(Dataset entries)
-------

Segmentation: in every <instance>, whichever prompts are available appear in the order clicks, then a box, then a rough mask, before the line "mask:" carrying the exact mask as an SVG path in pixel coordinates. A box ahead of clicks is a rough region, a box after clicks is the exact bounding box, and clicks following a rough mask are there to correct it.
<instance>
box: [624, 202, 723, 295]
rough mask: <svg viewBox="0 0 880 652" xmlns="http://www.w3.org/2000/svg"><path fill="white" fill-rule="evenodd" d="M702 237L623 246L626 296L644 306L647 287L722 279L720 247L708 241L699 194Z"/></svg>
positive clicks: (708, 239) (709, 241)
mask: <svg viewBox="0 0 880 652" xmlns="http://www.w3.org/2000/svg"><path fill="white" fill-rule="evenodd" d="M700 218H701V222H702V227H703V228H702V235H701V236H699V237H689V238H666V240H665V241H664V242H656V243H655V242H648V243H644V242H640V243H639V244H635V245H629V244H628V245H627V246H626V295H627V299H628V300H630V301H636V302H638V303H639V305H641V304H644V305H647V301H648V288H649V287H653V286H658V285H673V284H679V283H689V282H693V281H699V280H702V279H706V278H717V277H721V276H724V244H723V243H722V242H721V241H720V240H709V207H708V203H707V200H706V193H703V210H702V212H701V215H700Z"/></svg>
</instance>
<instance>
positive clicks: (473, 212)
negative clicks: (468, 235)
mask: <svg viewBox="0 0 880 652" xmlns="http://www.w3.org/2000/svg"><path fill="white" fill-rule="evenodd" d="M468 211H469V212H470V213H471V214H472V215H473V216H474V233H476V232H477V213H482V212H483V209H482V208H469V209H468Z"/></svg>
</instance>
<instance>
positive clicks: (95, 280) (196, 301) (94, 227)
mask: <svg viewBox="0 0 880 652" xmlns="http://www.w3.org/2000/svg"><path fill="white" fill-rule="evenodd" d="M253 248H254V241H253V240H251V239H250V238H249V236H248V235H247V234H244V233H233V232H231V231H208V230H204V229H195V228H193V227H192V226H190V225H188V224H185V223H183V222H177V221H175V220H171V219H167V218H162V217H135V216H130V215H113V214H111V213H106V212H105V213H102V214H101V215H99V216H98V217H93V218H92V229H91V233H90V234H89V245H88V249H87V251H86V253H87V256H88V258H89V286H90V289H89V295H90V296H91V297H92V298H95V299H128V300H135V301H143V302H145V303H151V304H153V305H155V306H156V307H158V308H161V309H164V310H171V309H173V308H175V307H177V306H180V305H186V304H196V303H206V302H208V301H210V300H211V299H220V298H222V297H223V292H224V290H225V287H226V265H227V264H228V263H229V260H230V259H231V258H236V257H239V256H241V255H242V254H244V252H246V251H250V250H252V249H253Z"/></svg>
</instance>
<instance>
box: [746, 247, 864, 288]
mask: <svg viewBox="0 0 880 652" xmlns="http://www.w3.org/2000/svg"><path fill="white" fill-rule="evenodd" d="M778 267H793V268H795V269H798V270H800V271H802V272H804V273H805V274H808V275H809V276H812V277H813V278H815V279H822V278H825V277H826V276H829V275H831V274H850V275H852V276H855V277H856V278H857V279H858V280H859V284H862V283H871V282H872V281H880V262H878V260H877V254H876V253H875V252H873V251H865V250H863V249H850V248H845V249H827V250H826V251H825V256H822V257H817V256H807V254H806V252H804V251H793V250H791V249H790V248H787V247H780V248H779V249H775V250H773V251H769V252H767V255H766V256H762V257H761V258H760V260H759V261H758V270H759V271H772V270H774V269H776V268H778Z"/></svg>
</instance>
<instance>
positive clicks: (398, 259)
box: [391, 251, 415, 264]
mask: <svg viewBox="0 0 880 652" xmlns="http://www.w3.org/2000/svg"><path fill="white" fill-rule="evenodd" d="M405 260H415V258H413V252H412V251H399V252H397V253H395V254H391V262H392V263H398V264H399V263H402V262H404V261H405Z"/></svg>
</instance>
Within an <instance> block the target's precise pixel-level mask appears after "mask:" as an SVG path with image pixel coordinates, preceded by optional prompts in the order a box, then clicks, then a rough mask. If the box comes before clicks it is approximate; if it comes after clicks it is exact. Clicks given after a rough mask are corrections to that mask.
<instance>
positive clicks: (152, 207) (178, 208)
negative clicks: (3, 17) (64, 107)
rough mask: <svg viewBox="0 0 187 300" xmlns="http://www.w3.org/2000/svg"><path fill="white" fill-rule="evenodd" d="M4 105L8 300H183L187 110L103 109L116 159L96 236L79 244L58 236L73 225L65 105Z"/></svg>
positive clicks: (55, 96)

-------

Your objective
What is needed is an exact copy of the lines above, from the one containing "box: [746, 247, 864, 288]" through the one containing "Within an <instance>", with nothing added.

Result for this exercise
box: [746, 247, 864, 288]
mask: <svg viewBox="0 0 880 652" xmlns="http://www.w3.org/2000/svg"><path fill="white" fill-rule="evenodd" d="M778 267H793V268H795V269H798V270H800V271H802V272H804V273H805V274H808V275H809V276H812V277H813V278H815V279H822V278H825V277H826V276H829V275H831V274H850V275H852V276H855V277H856V278H857V279H858V280H859V284H862V283H871V282H872V281H880V262H878V260H877V254H876V253H875V252H873V251H865V250H863V249H850V248H845V249H827V250H826V251H825V256H822V257H817V256H807V254H806V252H804V251H793V250H791V249H790V248H787V247H780V248H779V249H775V250H773V251H769V252H767V255H766V256H762V257H761V258H760V260H759V261H758V270H759V271H772V270H774V269H776V268H778Z"/></svg>
</instance>
<instance>
positive clicks: (398, 259)
box: [391, 251, 415, 264]
mask: <svg viewBox="0 0 880 652" xmlns="http://www.w3.org/2000/svg"><path fill="white" fill-rule="evenodd" d="M405 260H415V258H413V252H412V251H399V252H397V253H395V254H391V262H392V263H398V264H399V263H402V262H404V261H405Z"/></svg>
</instance>
Within an <instance> block the target's precise pixel-level mask appears after "mask:" as an SVG path with image pixel coordinates, preceded by optional prompts in the order a box, then clicks, then a rough mask. If the box comes before clicks it is approximate; if it comes after clicks it is exact. Clicks given after a rough mask are corrections to that mask.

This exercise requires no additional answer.